### RECORDS TO PROCESS
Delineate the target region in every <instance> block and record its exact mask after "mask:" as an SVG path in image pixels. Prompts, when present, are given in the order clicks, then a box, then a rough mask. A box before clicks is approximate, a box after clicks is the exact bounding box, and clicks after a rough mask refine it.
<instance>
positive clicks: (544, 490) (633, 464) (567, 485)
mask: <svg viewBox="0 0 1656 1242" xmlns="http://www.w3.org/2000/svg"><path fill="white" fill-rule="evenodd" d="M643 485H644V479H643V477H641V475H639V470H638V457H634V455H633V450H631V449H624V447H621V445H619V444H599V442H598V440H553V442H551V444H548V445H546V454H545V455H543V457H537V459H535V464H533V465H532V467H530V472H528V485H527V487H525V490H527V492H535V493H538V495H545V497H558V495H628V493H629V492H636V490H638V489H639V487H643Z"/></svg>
==
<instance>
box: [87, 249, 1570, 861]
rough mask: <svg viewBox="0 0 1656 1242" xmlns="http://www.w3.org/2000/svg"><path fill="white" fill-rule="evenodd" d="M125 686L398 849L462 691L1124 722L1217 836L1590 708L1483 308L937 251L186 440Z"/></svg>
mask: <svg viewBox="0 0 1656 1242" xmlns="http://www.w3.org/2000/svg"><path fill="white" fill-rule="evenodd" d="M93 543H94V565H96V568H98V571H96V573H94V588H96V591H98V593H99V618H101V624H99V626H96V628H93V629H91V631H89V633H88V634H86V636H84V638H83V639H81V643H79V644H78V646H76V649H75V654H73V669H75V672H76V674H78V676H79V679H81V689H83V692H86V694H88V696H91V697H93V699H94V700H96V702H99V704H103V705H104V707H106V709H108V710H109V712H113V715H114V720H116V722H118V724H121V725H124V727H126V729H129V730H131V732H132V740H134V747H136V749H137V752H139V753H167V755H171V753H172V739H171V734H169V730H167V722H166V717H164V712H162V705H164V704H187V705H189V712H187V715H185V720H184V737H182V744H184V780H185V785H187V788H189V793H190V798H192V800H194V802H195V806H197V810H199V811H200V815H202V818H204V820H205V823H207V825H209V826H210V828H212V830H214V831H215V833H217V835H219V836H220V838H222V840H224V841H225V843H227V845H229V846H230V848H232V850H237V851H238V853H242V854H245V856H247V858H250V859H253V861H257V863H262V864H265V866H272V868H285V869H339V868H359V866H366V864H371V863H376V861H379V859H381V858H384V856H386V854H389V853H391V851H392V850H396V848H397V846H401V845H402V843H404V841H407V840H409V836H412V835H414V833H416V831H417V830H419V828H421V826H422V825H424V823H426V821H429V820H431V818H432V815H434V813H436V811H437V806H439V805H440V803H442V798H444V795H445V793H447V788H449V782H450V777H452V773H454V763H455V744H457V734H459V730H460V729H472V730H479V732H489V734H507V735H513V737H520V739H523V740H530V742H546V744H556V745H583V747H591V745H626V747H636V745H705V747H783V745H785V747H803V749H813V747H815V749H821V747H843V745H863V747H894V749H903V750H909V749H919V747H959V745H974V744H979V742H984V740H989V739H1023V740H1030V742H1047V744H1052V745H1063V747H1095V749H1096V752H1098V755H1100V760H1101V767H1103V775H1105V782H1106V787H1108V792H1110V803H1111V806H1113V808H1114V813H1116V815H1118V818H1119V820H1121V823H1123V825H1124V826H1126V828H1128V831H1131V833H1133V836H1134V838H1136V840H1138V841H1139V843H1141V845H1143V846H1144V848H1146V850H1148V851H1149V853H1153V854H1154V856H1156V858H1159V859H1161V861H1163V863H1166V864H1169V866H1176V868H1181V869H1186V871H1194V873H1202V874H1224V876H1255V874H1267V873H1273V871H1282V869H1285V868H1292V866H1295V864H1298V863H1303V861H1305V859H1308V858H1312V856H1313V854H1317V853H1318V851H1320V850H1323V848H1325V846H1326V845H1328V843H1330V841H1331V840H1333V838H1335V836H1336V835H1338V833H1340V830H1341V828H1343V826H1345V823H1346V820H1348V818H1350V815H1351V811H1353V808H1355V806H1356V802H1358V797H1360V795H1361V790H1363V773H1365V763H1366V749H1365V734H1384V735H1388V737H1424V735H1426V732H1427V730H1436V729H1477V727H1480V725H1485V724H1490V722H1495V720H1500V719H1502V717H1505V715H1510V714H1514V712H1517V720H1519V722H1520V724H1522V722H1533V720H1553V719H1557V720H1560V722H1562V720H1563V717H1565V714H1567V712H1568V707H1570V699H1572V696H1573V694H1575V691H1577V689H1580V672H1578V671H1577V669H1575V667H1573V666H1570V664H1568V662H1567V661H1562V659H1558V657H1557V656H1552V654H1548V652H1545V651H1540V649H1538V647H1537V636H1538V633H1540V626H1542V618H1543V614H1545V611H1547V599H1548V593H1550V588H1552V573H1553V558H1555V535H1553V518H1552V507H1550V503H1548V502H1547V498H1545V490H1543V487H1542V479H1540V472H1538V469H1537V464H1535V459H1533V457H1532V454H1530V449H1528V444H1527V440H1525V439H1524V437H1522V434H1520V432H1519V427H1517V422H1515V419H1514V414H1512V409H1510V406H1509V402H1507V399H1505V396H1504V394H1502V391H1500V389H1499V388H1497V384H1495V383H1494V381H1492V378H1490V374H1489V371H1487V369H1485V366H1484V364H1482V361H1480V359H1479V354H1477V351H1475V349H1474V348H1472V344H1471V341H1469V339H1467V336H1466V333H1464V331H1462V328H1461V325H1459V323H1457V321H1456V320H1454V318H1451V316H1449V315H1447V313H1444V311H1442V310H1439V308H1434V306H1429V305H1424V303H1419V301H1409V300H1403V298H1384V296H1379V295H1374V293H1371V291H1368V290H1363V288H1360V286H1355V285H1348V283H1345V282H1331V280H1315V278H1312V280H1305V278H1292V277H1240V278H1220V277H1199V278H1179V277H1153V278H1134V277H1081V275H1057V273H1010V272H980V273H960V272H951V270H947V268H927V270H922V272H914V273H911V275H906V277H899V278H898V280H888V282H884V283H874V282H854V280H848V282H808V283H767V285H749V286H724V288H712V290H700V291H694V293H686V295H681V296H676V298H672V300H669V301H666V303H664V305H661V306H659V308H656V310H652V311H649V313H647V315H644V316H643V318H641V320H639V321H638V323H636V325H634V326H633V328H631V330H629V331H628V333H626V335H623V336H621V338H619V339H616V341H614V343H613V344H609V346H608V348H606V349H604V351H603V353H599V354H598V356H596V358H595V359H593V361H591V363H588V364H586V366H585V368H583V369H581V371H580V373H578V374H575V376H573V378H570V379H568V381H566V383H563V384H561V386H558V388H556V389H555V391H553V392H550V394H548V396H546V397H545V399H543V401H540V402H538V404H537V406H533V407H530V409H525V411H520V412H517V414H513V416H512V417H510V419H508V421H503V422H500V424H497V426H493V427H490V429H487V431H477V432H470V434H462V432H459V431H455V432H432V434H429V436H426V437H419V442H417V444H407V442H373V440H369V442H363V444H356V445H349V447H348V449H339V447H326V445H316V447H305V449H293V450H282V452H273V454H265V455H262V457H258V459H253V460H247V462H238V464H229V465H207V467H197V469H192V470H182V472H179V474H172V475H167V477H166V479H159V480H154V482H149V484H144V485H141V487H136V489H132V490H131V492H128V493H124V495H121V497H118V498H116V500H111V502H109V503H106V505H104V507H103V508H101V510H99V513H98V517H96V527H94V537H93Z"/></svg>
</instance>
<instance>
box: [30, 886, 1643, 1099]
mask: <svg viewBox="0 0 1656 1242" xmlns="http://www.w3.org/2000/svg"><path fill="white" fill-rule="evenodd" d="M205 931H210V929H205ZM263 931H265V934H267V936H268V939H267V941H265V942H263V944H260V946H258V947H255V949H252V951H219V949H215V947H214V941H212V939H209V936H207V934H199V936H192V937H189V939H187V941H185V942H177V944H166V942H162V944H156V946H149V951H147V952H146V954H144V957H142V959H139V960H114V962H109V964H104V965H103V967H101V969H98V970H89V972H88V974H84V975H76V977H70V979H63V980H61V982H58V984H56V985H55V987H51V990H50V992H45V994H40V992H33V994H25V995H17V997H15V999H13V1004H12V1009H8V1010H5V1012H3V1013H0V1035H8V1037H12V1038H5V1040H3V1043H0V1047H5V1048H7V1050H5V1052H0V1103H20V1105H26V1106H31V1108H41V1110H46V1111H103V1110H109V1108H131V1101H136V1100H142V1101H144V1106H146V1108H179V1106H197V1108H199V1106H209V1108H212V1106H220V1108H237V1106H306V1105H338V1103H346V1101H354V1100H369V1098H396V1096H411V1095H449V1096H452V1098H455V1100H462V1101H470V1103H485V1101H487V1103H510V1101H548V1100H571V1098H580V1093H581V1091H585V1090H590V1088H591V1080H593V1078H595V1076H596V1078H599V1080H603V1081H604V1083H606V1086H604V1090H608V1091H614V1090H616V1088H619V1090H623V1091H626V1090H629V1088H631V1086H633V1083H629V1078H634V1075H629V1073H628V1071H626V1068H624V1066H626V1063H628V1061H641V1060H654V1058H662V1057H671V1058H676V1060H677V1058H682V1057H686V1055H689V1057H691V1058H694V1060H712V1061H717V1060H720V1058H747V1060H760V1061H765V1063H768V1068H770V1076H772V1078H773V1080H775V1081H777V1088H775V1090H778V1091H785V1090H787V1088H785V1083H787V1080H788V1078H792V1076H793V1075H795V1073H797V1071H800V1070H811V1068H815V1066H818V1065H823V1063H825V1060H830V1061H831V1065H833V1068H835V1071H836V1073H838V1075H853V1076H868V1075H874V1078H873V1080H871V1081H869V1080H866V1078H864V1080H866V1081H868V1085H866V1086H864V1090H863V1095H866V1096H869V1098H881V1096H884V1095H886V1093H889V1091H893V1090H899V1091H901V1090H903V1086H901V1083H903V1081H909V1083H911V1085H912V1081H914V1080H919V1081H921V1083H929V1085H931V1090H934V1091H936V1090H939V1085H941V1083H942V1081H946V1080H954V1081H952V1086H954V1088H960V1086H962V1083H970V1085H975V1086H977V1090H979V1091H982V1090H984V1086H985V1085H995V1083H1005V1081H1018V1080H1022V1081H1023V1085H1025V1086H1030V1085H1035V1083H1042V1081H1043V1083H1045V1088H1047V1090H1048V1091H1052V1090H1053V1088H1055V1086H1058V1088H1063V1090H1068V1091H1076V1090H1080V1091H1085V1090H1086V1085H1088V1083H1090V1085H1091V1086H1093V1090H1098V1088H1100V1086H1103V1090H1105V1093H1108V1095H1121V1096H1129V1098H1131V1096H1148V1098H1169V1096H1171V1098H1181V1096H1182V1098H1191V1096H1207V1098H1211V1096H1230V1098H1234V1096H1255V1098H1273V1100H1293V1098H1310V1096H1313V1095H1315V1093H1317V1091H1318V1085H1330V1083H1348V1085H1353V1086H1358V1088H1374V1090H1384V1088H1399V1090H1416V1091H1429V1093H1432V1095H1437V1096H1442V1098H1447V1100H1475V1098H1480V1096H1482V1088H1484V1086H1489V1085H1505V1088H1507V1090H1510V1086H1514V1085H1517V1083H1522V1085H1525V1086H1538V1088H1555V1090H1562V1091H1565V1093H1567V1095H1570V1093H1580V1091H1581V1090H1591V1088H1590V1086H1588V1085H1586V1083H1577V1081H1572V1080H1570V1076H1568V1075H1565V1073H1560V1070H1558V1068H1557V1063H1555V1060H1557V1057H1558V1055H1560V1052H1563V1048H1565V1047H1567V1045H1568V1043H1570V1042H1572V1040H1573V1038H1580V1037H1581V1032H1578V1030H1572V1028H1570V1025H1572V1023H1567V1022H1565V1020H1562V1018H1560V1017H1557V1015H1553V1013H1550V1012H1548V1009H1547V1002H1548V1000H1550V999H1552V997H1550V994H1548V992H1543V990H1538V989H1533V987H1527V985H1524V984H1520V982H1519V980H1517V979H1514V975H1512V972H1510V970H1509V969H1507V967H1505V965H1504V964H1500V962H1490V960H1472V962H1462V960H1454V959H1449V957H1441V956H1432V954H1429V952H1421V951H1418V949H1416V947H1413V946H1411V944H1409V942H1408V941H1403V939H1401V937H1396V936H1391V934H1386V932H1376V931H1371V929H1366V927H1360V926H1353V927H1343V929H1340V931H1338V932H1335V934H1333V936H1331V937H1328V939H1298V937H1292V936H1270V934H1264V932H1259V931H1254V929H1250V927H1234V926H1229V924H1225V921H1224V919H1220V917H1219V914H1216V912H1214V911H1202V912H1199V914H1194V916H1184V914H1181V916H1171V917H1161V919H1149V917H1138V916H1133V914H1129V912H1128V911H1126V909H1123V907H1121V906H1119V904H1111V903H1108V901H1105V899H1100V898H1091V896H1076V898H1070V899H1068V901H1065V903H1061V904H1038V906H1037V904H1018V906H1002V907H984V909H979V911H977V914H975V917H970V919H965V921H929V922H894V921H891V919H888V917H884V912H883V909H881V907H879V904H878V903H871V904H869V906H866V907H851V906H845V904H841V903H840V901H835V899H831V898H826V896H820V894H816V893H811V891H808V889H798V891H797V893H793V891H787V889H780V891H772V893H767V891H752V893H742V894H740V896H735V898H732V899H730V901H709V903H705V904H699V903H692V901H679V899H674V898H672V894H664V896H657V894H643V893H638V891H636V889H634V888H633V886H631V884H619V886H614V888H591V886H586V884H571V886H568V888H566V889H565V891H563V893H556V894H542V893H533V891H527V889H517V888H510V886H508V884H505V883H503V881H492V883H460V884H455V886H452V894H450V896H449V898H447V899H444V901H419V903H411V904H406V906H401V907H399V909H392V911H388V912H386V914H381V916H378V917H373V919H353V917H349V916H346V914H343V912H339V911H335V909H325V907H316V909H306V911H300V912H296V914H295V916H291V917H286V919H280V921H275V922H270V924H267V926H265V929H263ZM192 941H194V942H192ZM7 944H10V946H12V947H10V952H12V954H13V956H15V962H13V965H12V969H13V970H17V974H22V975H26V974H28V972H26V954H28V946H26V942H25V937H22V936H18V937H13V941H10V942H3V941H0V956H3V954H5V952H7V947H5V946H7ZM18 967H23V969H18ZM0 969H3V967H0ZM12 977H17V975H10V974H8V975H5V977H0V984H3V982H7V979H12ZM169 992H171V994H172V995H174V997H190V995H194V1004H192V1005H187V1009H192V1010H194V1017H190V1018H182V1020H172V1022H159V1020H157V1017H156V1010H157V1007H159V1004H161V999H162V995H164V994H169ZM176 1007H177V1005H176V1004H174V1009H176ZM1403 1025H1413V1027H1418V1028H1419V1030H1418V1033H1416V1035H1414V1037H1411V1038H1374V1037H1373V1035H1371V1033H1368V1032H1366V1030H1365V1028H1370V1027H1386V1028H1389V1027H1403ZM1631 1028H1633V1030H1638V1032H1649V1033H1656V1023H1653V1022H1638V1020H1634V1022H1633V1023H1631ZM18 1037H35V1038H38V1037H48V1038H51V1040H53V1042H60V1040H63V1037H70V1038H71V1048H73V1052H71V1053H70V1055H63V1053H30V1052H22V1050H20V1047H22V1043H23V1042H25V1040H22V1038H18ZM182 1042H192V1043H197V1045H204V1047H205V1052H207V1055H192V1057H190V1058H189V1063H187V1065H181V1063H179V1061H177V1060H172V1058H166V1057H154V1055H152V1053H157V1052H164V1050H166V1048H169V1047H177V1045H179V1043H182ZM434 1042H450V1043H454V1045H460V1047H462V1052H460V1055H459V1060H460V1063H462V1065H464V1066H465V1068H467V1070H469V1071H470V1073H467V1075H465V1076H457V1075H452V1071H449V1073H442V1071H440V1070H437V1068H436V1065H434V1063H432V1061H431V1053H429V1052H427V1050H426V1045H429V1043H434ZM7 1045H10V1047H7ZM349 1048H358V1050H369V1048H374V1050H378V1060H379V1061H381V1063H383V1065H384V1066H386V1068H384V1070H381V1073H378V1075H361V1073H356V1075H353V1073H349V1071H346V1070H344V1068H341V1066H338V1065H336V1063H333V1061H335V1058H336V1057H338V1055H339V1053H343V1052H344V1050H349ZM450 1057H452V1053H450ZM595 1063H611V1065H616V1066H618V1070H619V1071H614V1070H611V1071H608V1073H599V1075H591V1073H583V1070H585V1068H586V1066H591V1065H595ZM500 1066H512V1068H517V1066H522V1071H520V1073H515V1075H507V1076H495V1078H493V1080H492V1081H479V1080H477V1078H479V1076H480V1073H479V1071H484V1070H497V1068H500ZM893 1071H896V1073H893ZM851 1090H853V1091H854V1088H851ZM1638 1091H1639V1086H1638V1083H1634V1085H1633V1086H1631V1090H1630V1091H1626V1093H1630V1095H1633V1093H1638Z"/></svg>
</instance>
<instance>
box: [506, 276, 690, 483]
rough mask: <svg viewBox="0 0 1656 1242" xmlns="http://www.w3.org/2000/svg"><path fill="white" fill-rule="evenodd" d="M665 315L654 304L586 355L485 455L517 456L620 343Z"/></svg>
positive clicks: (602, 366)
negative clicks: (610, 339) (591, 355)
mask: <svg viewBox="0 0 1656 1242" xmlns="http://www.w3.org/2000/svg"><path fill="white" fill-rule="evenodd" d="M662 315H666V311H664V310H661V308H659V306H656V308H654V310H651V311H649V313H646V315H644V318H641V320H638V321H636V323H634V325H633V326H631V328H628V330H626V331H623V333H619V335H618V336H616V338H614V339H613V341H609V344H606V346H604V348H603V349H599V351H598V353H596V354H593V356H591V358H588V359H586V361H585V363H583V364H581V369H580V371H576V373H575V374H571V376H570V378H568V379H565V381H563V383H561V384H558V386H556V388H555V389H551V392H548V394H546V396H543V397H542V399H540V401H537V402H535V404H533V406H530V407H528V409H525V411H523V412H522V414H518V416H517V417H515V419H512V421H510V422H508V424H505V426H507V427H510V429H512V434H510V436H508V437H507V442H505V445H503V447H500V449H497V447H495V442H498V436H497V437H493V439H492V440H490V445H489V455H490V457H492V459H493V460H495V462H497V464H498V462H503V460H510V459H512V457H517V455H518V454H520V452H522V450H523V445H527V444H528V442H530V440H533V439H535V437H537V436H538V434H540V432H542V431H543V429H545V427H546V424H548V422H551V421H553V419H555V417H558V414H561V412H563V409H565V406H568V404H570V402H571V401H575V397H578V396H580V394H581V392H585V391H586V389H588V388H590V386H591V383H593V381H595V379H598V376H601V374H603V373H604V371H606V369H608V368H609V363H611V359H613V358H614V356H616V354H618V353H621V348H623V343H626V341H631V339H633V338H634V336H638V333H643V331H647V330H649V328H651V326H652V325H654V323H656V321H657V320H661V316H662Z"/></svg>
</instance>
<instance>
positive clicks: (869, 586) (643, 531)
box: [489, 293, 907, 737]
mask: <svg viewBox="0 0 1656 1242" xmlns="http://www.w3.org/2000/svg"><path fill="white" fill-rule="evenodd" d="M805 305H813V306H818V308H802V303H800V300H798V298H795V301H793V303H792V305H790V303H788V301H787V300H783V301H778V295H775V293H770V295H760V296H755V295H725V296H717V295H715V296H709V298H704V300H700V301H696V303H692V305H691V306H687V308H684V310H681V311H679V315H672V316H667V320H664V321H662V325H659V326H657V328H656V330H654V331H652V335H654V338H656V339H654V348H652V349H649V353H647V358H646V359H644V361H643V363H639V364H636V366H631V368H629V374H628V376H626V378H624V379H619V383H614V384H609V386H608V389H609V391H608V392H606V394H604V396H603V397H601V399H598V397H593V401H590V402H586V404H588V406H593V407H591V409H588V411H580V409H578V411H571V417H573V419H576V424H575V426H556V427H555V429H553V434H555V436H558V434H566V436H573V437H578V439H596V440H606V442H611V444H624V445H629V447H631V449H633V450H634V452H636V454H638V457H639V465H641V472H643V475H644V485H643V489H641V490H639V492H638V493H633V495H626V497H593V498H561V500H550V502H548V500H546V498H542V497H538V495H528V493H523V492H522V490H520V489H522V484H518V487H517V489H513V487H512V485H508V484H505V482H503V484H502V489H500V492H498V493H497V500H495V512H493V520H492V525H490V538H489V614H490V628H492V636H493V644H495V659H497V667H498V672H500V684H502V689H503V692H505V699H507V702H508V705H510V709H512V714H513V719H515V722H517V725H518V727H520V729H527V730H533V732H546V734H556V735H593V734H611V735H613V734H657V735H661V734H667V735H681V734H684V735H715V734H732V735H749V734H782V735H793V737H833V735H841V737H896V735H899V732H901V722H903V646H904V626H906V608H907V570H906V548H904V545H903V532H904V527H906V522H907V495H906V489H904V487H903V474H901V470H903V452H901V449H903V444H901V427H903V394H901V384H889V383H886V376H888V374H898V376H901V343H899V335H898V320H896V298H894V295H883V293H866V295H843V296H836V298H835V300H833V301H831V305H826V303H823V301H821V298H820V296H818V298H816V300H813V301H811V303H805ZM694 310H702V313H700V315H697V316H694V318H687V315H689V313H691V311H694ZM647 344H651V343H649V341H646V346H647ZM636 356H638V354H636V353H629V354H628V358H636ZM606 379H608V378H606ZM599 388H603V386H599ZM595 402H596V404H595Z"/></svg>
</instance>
...
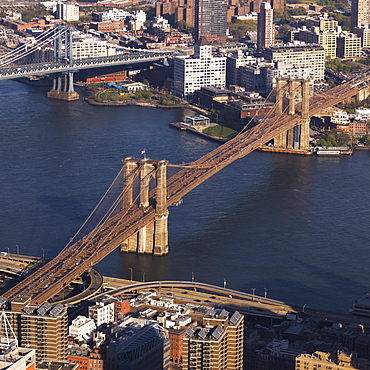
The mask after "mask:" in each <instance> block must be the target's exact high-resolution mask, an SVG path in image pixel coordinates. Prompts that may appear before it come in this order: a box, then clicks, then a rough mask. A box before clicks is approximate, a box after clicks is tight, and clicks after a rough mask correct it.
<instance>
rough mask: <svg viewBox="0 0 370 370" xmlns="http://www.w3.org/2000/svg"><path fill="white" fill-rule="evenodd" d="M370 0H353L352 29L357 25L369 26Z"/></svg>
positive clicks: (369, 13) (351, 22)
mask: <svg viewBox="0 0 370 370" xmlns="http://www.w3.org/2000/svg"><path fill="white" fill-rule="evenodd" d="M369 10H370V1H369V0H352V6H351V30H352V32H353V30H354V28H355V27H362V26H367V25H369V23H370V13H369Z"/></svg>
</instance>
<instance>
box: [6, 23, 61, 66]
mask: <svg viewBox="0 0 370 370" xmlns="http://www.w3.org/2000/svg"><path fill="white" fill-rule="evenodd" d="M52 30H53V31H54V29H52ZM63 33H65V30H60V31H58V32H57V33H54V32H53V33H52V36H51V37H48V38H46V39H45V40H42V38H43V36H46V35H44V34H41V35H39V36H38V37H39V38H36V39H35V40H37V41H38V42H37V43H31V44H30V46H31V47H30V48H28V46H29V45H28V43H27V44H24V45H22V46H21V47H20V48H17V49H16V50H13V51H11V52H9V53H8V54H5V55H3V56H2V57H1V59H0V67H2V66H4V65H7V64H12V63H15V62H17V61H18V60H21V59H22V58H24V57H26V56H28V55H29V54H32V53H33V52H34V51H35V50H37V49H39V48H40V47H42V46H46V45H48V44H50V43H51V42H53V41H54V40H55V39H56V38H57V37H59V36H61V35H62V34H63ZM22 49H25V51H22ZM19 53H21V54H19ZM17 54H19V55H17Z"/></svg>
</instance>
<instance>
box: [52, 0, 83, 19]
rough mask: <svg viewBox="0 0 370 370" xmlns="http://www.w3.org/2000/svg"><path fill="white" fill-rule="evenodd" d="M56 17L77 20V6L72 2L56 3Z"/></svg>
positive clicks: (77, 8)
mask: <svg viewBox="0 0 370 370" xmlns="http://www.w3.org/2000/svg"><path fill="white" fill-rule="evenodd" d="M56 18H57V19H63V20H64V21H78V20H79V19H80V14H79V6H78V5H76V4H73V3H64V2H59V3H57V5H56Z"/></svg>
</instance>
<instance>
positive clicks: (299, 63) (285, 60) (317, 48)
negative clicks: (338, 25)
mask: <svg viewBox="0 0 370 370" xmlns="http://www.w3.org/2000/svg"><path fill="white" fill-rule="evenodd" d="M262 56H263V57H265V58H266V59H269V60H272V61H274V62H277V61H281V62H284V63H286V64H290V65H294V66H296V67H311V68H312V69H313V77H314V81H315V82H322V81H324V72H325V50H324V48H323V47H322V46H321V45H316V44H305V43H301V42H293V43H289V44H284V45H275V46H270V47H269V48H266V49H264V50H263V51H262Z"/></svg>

### TASK ITEM
Find the word "before" in the entries above, then copy each line that holds it.

### REPLY TO THE TASK
Delineate the target region in every <instance> block and record its exact mask after "mask:" as an SVG path in image pixels. Prompts, when present, are given in the order clicks, then a box, then a rough mask. A box before clicks is approximate, a box after clicks is the exact bounding box, and clicks after a rough mask refine it.
The mask after "mask:" in each <instance> block must be the target's exact high-resolution mask, an SVG path in image pixel coordinates. Prompts that may appear before it come in this order: a box, then clicks, then a rough mask. A box before clicks is approximate, a box after clicks is tight, and clicks after a rough mask correct it.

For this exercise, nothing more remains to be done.